::: Texte source :::

La vie de Giordano Bruno ne fut qu’une longue fuite face à ses détracteurs. Une fuite physique, mais pas intellectuelle : jamais cet immense précurseur de la pensée scientifique moderne ne renia ses idées, ce qui causa d’ailleurs sa perte sur le bûcher. Bruno, figure absolue du martyr, condamné pour avoir, toute sa vie, défendu le droit de se tourner vers l’infini.

1 – Éloge de l’errance
2 – Prophète de l’infini
3 – Le bûcher de l’immortalité

Les peines de la soumission, sans les plaisirs de l’exil

Giordano Bruno se surnomme lui même « le Nolain », du nom de cette ville proche de Naples, Nola, où il est né en 1548. Son nom de baptême est Filippo Bruno, en l’honneur de l’héritier au trône d’Espagne Philippe II – le royaume de Naples relève alors de la souveraineté espagnole.

Près du monstre volcanique, un géant s'éveille...
Près du monstre volcanique, un géant s’éveille…

Bruno est issu d’une famille modeste, mais grandit dans un environnement agréable, comme il le rappellera plus tard dans son De immenso : sa maison est entourée du Mont Cicala, des ruines d’un château, d’oliviers et bien sûr, du Vésuve. Au-delà de cette montagne, pense alors Filippo, il n’y a plus rien. Il l’explore et voit qu’il en va tout autrement : il apprend ainsi qu’il ne faut pas baser ses opinions sur le seul jugement des sens, et qu’au-delà de toute limite apparente, se cache toujours quelque chose.

Il restera dans la région jusqu’à vingt-huit ans, d’abord au sein de l’Université de Naples, où il apprendra notamment l’art de la mémoire, la mnémotechnique, puis dans le couvent dominicain des Frères Prêcheurs de San Dominico Maggiore, à partir de 1565. Comme l’impose la règle dominicaine, il prend le nom de Giordano, peut-être en l’honneur de Jourdain de Saxe, religieux allemand du XIIIème siècle, ou du frère Giordano Crispo, son professeur de métaphysique.

Trois ans après son ordination de prêtrise, en 1576, il est accusé d’hérésie pour avoir critiqué la virginité de Marie et le dogme de la Trinité. C’est donc le début d’une longue errance à travers l’Europe : en Italie, puis en Savoie, en France, en Angleterre, en France à nouveau, puis en Allemagne, en Suisse, et en Italie, pour que son esprit trop attiré par les vertiges cosmologiques puisse enfin être passé par les flammes. Citoyen du monde, certes, mais point de gaieté de cœur : Bruno se plaint de ces fuites éternelles : il a connu les peines de la soumission, sans les plaisirs de l’exil[1]

La longue marche

La chasse que mènent les obscurantistes de l’époque contre la pensée subversive de Bruno le condamne à la mort ou à l’errance. Il choisira cette dernière option, et ne se départira jamais de sa liberté, poussant toujours plus loin ses réflexions philosophiques et cosmologiques. Revenons donc sur ces voyages.

::: Extrait de données :::

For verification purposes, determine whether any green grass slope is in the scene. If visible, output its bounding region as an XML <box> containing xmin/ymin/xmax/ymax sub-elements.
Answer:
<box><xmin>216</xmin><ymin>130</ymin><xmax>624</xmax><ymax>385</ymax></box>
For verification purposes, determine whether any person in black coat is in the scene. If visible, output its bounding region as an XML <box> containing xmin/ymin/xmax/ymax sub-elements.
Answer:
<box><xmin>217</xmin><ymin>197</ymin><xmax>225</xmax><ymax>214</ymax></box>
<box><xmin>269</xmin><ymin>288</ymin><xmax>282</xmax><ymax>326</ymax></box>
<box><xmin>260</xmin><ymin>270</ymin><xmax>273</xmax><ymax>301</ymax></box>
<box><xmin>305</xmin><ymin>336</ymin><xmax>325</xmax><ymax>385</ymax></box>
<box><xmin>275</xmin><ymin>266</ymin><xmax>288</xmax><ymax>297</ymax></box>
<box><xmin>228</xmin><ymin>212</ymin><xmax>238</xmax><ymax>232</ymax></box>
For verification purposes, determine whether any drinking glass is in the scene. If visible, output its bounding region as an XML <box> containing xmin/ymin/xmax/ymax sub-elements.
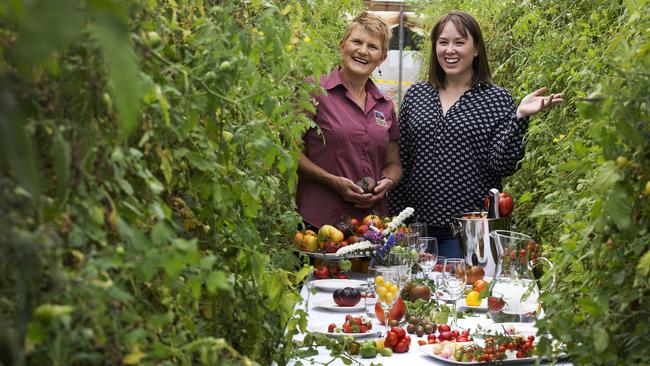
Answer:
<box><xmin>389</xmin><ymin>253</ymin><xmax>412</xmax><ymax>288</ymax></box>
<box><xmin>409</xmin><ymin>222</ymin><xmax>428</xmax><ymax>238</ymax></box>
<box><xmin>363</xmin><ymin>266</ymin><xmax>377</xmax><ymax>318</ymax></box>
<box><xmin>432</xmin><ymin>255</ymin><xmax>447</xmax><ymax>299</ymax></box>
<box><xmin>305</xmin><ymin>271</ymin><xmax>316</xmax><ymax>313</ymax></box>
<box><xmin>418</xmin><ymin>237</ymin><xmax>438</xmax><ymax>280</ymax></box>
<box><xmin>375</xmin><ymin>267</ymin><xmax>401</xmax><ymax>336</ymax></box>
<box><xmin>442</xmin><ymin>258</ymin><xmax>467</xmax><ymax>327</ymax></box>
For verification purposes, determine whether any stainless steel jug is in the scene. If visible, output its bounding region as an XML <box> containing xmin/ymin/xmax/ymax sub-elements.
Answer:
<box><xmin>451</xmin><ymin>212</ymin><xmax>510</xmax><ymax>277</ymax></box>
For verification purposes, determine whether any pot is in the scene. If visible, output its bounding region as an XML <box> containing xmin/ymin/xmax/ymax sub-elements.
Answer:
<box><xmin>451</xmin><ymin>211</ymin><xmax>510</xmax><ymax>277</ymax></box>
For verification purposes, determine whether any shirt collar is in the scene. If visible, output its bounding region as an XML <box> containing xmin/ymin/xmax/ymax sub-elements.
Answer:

:::

## Consignes à suivre
Poursuivez le texte sur Giordano Bruno à partir de sa dernière phrase. Les items n'ont aucun rapport avec le texte.

## Réponse
La fameuse statue de Bruno, érigée à l'endroit même où il fut brûlé, à Rome.
La fameuse statue de Bruno, érigée à l’endroit même où il fut brûlé, à Rome.

Bruno se rend d’abord à Rome, au couvent dominicain de la Basilique de la Minerve. Il est accusé peu après d’homicide, et en outre on retrouve des livres annotées d’Erasme (dont les œuvres ont été interdites par le pape Paul IV en 1559) parmi ses affaires au couvent napolitain. Bruno fuit pour Savone, puis Turin, Venise, Padoue et Brescia, où il est suspecté de sorcellerie.

Il se rend à Genève, mais il se brouille avec la hiérarchie protestante après avoir dénoncé l’incompétence d’un enseignant de philosophie, Antoine de la Faye. Il traite par ailleurs les pasteurs calvinistes de « pédagogues », autrement dit de professeurs pour enfants, ce qui est une insulte dans sa bouche. Il est arrêté pour diffamation, et doit quitter Genève.

Henri III régna en France de 1574 à 1589.
Henri III régna en France de 1574 à 1589.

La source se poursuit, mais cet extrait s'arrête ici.